MATERIAL PROVIDED -
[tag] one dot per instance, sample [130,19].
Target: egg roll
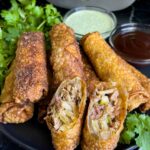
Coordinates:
[105,117]
[31,81]
[110,67]
[65,114]
[65,111]
[27,80]
[10,111]
[145,82]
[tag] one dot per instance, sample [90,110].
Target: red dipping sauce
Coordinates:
[135,44]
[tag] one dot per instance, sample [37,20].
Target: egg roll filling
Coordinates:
[64,108]
[104,111]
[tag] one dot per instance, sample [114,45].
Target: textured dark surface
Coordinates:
[138,12]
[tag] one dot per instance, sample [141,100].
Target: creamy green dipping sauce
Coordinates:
[85,21]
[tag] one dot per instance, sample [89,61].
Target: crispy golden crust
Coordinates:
[30,68]
[69,138]
[92,142]
[145,82]
[11,112]
[66,63]
[110,67]
[65,56]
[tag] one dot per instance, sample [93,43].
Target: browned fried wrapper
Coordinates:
[11,112]
[65,54]
[105,118]
[27,81]
[110,67]
[67,65]
[145,82]
[30,83]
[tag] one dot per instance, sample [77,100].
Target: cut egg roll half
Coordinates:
[105,117]
[65,114]
[112,68]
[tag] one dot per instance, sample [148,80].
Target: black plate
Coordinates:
[33,136]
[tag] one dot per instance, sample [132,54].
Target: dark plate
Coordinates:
[33,136]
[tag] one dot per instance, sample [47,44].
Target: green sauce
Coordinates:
[85,21]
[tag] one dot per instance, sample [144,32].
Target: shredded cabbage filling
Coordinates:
[103,113]
[65,109]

TASK TO CARRY OUT -
The exercise is to copy out every line above that has the word "dark" in it.

EXERCISE OUTPUT -
Target: textured dark surface
Target: dark plate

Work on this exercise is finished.